(Point localization data)
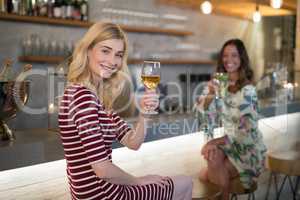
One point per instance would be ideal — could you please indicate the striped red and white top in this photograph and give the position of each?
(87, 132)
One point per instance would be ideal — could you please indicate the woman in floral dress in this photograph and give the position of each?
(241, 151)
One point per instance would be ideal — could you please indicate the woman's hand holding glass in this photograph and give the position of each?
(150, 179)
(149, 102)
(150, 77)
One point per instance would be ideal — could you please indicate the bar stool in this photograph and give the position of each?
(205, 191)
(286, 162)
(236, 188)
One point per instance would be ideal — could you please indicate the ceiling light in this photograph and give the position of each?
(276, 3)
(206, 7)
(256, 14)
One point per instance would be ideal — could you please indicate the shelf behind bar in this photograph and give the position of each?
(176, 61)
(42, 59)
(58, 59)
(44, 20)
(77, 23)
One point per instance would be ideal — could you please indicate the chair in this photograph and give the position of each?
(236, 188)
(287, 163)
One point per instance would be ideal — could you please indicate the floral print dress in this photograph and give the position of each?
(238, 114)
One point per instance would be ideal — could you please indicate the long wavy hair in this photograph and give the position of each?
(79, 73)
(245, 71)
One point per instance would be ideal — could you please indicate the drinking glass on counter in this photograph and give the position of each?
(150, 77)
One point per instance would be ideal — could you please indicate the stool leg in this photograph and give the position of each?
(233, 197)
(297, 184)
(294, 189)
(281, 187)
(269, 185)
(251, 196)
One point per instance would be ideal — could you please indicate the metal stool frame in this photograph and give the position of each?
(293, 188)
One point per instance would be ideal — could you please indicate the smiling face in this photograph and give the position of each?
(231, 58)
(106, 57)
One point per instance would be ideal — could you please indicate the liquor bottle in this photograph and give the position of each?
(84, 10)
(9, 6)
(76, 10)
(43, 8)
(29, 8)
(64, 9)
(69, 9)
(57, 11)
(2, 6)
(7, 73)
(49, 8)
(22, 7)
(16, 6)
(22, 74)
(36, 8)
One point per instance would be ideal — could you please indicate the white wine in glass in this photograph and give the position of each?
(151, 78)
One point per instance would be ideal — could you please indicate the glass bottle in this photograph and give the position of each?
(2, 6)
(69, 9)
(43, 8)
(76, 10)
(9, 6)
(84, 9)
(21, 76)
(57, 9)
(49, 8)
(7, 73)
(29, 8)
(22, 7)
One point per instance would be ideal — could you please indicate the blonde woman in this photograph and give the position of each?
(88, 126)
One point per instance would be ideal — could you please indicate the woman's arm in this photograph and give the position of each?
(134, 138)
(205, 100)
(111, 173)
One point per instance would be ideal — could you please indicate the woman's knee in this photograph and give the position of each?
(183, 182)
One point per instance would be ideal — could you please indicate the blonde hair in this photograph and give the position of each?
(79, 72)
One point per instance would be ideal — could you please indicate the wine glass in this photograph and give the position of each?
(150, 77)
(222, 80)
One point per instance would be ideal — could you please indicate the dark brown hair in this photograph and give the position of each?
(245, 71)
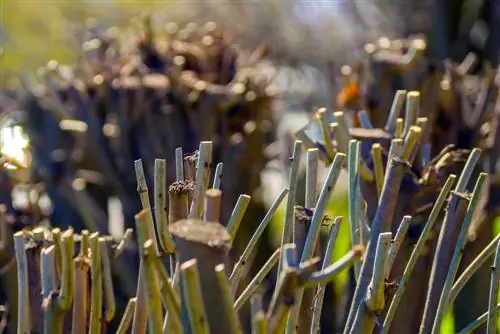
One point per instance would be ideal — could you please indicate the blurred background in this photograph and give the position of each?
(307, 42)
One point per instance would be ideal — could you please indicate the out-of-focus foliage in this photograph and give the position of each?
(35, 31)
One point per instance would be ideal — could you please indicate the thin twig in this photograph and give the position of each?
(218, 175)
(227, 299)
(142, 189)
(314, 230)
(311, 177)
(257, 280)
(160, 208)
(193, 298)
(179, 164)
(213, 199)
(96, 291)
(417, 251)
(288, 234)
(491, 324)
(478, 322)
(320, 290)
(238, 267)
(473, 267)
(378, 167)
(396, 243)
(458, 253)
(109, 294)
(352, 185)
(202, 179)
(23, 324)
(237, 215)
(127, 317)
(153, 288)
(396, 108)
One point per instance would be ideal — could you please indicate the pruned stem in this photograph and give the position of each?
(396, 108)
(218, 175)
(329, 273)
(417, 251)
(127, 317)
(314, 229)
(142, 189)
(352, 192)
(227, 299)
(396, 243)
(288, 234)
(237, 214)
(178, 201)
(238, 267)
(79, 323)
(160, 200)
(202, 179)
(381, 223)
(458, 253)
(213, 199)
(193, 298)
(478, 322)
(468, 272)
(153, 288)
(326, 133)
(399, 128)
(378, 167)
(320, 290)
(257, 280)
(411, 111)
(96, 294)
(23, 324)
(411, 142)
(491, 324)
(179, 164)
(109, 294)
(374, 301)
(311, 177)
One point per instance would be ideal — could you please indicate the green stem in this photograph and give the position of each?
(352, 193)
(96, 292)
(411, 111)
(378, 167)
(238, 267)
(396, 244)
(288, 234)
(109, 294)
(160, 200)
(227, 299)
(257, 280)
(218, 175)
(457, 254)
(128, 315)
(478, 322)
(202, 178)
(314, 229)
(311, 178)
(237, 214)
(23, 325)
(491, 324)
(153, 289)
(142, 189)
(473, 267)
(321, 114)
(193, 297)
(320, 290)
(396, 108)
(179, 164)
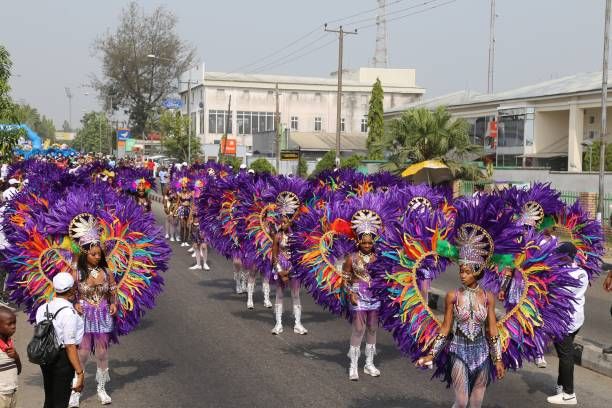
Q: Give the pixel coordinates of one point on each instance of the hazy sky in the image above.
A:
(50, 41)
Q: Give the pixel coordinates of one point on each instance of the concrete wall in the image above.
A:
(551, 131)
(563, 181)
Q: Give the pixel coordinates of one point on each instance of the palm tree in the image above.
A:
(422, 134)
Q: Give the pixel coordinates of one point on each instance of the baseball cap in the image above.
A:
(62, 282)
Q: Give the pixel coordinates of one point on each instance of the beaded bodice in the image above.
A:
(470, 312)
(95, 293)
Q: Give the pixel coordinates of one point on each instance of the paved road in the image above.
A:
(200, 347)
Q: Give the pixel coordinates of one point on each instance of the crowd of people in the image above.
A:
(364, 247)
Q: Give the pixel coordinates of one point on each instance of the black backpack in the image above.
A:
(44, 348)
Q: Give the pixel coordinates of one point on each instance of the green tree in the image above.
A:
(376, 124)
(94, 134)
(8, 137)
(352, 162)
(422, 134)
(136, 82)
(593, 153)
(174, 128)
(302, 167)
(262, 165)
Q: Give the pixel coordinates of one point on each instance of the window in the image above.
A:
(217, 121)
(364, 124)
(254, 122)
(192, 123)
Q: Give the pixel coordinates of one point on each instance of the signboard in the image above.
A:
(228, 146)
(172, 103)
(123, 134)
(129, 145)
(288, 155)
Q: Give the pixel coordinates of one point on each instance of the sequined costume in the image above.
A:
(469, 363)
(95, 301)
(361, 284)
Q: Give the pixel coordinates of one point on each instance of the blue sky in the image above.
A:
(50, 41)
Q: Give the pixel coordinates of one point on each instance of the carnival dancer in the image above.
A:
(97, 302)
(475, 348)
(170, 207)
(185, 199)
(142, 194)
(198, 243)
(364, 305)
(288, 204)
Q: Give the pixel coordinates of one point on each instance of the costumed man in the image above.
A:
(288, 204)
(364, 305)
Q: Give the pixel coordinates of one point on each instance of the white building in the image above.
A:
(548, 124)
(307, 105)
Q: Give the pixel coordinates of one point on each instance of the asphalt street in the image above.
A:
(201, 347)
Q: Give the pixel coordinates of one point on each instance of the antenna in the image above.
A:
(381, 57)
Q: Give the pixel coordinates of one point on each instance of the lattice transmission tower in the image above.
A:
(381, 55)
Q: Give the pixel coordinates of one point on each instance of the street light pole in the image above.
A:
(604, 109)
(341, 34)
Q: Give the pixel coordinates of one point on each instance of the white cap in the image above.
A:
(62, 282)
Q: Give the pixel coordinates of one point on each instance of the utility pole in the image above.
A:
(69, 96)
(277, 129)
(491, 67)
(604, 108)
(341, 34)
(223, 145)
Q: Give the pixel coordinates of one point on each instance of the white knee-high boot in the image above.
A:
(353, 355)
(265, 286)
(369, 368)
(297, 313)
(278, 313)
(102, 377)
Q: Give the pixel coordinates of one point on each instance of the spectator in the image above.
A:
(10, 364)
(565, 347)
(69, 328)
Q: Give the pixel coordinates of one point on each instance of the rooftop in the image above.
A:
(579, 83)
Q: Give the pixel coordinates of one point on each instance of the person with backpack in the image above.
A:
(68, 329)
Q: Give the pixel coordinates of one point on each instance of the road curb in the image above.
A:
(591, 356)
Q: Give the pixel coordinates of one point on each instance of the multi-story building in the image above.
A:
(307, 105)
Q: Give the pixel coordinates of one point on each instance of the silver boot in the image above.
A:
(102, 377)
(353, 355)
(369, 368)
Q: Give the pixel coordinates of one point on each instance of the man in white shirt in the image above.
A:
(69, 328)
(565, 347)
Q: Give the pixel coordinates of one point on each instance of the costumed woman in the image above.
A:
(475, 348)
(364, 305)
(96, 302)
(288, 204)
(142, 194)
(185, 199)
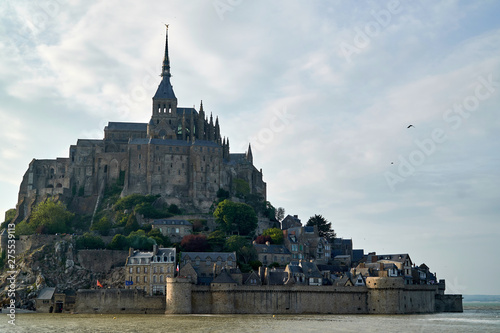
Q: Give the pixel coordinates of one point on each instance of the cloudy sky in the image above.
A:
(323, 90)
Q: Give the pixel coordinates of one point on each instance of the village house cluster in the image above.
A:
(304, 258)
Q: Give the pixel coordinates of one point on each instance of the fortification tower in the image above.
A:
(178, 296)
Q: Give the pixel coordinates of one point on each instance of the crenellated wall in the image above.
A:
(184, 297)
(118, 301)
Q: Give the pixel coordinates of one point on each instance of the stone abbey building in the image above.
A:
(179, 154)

* * *

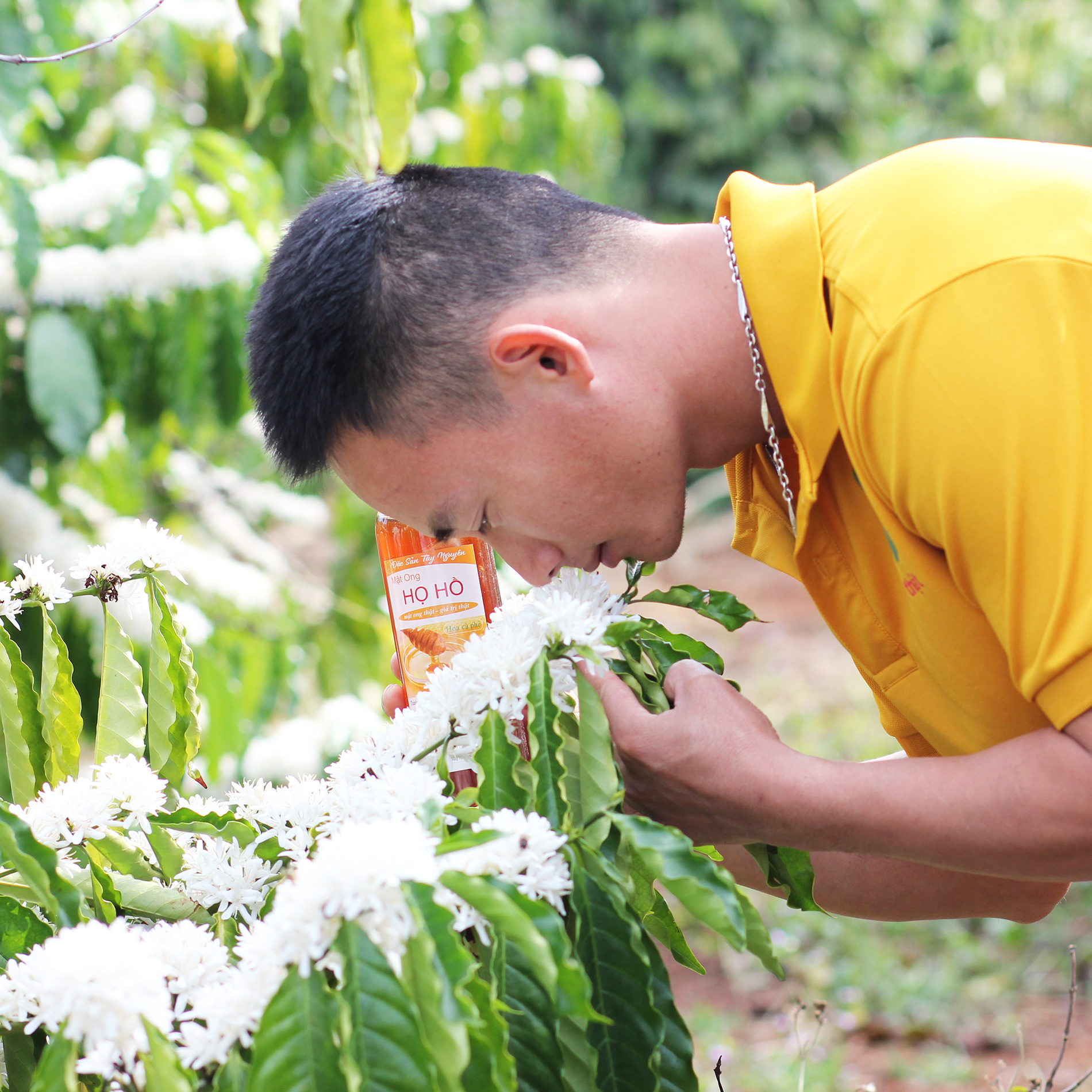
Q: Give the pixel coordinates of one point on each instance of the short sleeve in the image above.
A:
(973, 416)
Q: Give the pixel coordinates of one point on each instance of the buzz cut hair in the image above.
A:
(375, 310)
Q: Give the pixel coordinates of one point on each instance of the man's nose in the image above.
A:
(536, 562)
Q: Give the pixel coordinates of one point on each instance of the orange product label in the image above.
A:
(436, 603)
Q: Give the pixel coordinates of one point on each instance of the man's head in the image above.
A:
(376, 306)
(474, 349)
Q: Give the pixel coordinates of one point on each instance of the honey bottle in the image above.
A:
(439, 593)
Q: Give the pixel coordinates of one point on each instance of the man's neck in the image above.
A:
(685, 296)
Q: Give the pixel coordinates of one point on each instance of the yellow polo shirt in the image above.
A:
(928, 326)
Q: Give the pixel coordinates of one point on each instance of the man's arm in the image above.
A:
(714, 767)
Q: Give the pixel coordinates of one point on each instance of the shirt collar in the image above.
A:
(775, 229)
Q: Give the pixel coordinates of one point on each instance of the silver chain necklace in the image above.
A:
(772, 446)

- _HOW TO COMPLETE THIS TASK_
When a line in the records above contains the word "road", copy it.

- _FINISHED TASK_
Q: Give the pixel coordinates of one point on each instance of the paved road in the image above.
Q: Give the pixel coordinates of one point on each instance of the road curb in the image above.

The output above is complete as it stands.